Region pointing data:

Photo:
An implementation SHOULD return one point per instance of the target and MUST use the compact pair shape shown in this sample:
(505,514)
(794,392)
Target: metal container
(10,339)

_Your goal_. Each entry above is to be copied out exactly.

_Task response_.
Photo:
An implementation SHOULD return one point per instance of the target and MUST use the compact pair shape shown in this sample:
(505,514)
(794,392)
Target: metal container
(10,339)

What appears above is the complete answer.